JOB - Copy the material word for word, from its first line through the line containing "100 52 L 103", both included, and omit the pictures.

RECORD LIST -
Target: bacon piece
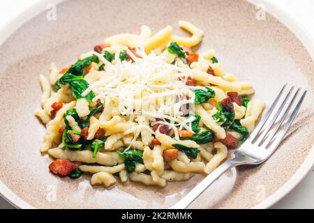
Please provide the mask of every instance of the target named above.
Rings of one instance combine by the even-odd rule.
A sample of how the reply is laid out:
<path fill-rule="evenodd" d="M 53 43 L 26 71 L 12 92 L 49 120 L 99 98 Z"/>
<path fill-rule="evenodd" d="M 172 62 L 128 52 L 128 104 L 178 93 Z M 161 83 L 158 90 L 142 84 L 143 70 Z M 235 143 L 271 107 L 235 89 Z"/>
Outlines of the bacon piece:
<path fill-rule="evenodd" d="M 228 92 L 227 95 L 230 97 L 232 102 L 236 102 L 239 106 L 242 105 L 242 98 L 237 92 Z"/>
<path fill-rule="evenodd" d="M 89 128 L 84 127 L 81 131 L 81 137 L 84 141 L 87 141 L 87 136 L 89 135 Z"/>
<path fill-rule="evenodd" d="M 56 116 L 56 114 L 57 114 L 57 110 L 52 109 L 50 111 L 50 118 L 54 118 L 54 117 Z"/>
<path fill-rule="evenodd" d="M 56 111 L 60 109 L 62 107 L 62 106 L 63 106 L 63 105 L 61 102 L 54 102 L 52 105 L 51 105 L 51 107 Z"/>
<path fill-rule="evenodd" d="M 100 52 L 103 51 L 103 49 L 105 49 L 105 47 L 107 47 L 106 45 L 103 45 L 103 44 L 99 44 L 99 45 L 96 45 L 94 47 L 94 51 L 100 53 Z"/>
<path fill-rule="evenodd" d="M 162 134 L 169 134 L 169 133 L 170 133 L 169 126 L 167 125 L 161 125 L 159 128 L 159 132 Z"/>
<path fill-rule="evenodd" d="M 96 133 L 95 133 L 94 138 L 100 139 L 105 135 L 105 130 L 102 128 L 98 128 Z"/>
<path fill-rule="evenodd" d="M 221 104 L 223 104 L 223 107 L 227 111 L 228 111 L 228 112 L 233 111 L 233 109 L 234 109 L 233 104 L 232 104 L 232 102 L 231 101 L 230 97 L 228 96 L 228 97 L 223 99 L 223 100 L 221 101 Z"/>
<path fill-rule="evenodd" d="M 77 141 L 80 140 L 80 138 L 81 137 L 81 136 L 80 134 L 74 134 L 72 132 L 69 132 L 69 133 L 71 135 L 71 137 L 75 142 L 77 142 Z"/>
<path fill-rule="evenodd" d="M 60 128 L 60 129 L 59 130 L 59 132 L 63 133 L 65 129 L 66 129 L 66 127 L 64 127 L 64 126 Z"/>
<path fill-rule="evenodd" d="M 179 135 L 181 138 L 190 137 L 193 134 L 186 130 L 179 130 Z"/>
<path fill-rule="evenodd" d="M 188 77 L 188 79 L 186 80 L 186 85 L 187 86 L 195 86 L 196 79 L 192 78 L 190 77 Z"/>
<path fill-rule="evenodd" d="M 233 137 L 231 134 L 226 132 L 225 139 L 218 139 L 220 142 L 224 144 L 227 147 L 230 148 L 234 148 L 238 146 L 238 139 Z"/>
<path fill-rule="evenodd" d="M 214 71 L 213 68 L 211 68 L 211 67 L 210 66 L 208 67 L 208 69 L 207 69 L 207 72 L 209 75 L 215 76 L 215 72 Z"/>
<path fill-rule="evenodd" d="M 151 145 L 161 145 L 161 143 L 158 141 L 158 139 L 154 138 L 151 141 Z"/>
<path fill-rule="evenodd" d="M 76 165 L 68 160 L 57 159 L 49 165 L 49 169 L 61 176 L 68 176 L 76 169 Z"/>
<path fill-rule="evenodd" d="M 197 62 L 198 61 L 198 54 L 196 53 L 190 52 L 188 57 L 186 58 L 188 63 L 192 63 L 193 62 Z"/>
<path fill-rule="evenodd" d="M 165 162 L 170 162 L 175 160 L 178 157 L 179 150 L 177 148 L 170 148 L 163 151 L 163 160 Z"/>

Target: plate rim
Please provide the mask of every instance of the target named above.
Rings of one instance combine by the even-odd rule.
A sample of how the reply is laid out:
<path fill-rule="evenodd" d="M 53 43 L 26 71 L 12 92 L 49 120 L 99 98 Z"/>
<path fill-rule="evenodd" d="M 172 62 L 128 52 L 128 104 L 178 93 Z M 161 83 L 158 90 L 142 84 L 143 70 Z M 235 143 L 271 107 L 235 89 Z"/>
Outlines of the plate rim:
<path fill-rule="evenodd" d="M 31 6 L 27 7 L 22 13 L 10 20 L 4 27 L 0 29 L 0 45 L 17 29 L 31 18 L 43 11 L 47 4 L 59 3 L 67 0 L 41 0 Z M 314 61 L 314 41 L 311 40 L 311 35 L 303 24 L 297 21 L 288 13 L 275 5 L 271 0 L 243 0 L 255 6 L 262 4 L 265 10 L 283 24 L 297 38 L 300 40 L 306 50 Z M 34 13 L 35 12 L 35 13 Z M 265 209 L 274 205 L 287 194 L 292 190 L 306 176 L 314 165 L 314 145 L 305 160 L 292 176 L 266 199 L 252 207 L 253 209 Z M 0 180 L 0 196 L 17 208 L 36 208 L 12 192 L 1 180 Z"/>

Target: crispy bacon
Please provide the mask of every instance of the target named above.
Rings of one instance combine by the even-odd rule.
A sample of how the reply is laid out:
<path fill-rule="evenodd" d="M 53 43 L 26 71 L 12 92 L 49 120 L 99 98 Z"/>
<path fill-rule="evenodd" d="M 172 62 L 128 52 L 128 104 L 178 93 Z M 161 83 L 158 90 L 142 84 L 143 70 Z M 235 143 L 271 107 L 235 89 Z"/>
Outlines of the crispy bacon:
<path fill-rule="evenodd" d="M 158 141 L 158 139 L 154 138 L 151 141 L 151 145 L 161 145 L 161 143 Z"/>
<path fill-rule="evenodd" d="M 84 127 L 81 131 L 81 137 L 84 141 L 87 141 L 87 136 L 89 135 L 89 128 Z"/>
<path fill-rule="evenodd" d="M 105 135 L 105 130 L 102 128 L 99 128 L 96 133 L 95 133 L 94 138 L 100 139 Z"/>
<path fill-rule="evenodd" d="M 227 95 L 230 97 L 232 102 L 236 102 L 238 105 L 242 105 L 242 98 L 237 92 L 228 92 Z"/>
<path fill-rule="evenodd" d="M 213 68 L 211 68 L 211 67 L 210 66 L 208 67 L 208 69 L 207 69 L 207 72 L 209 75 L 215 76 L 215 72 L 214 71 Z"/>
<path fill-rule="evenodd" d="M 56 111 L 60 109 L 62 107 L 62 106 L 63 106 L 63 105 L 61 102 L 54 102 L 52 105 L 51 105 L 51 107 Z"/>
<path fill-rule="evenodd" d="M 188 63 L 192 63 L 193 62 L 197 62 L 198 61 L 198 54 L 196 53 L 190 52 L 188 57 L 186 58 Z"/>
<path fill-rule="evenodd" d="M 190 137 L 193 135 L 193 134 L 190 132 L 186 130 L 179 130 L 179 135 L 181 138 Z"/>
<path fill-rule="evenodd" d="M 223 100 L 221 101 L 221 104 L 223 104 L 223 107 L 227 111 L 228 111 L 228 112 L 233 111 L 233 109 L 234 109 L 233 104 L 232 104 L 230 97 L 228 96 L 228 97 L 223 99 Z"/>
<path fill-rule="evenodd" d="M 71 135 L 71 137 L 75 142 L 77 142 L 77 141 L 80 140 L 80 138 L 81 137 L 81 136 L 80 134 L 74 134 L 72 132 L 69 132 L 69 133 Z"/>
<path fill-rule="evenodd" d="M 227 147 L 230 148 L 234 148 L 238 146 L 238 139 L 233 137 L 231 134 L 226 132 L 225 139 L 218 139 L 220 142 L 224 144 Z"/>
<path fill-rule="evenodd" d="M 56 174 L 66 176 L 75 170 L 76 167 L 75 164 L 68 160 L 57 159 L 50 163 L 49 169 Z"/>
<path fill-rule="evenodd" d="M 178 156 L 179 150 L 177 148 L 170 148 L 163 151 L 163 160 L 165 162 L 170 162 L 175 160 Z"/>
<path fill-rule="evenodd" d="M 103 51 L 103 49 L 105 49 L 105 47 L 107 47 L 106 45 L 103 45 L 103 44 L 99 44 L 99 45 L 96 45 L 94 47 L 94 51 L 100 53 L 100 52 Z"/>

EXERCISE OUTPUT -
Target: bacon piece
Please provide the mask of every instance of the target named above.
Rings of one instance combine by the even-odd rule.
A sample of how the reply is laid out:
<path fill-rule="evenodd" d="M 53 43 L 26 71 L 12 92 L 49 120 L 99 98 Z"/>
<path fill-rule="evenodd" d="M 172 62 L 128 52 L 128 104 L 178 93 Z M 161 83 L 158 90 L 142 84 L 143 70 Z M 235 143 L 271 107 L 235 89 Z"/>
Outlines of the bacon piece:
<path fill-rule="evenodd" d="M 228 92 L 227 95 L 230 97 L 232 102 L 236 102 L 239 106 L 242 105 L 242 98 L 237 92 Z"/>
<path fill-rule="evenodd" d="M 89 128 L 84 127 L 81 131 L 81 137 L 84 141 L 87 141 L 87 136 L 89 135 Z"/>
<path fill-rule="evenodd" d="M 56 116 L 56 114 L 57 114 L 57 110 L 52 109 L 50 111 L 50 118 L 54 118 L 54 117 Z"/>
<path fill-rule="evenodd" d="M 56 111 L 60 109 L 62 107 L 62 106 L 63 106 L 63 105 L 61 102 L 54 102 L 52 105 L 51 105 L 51 107 Z"/>
<path fill-rule="evenodd" d="M 100 52 L 103 51 L 103 49 L 105 49 L 105 47 L 107 47 L 106 45 L 103 45 L 103 44 L 99 44 L 99 45 L 96 45 L 94 47 L 94 51 L 100 53 Z"/>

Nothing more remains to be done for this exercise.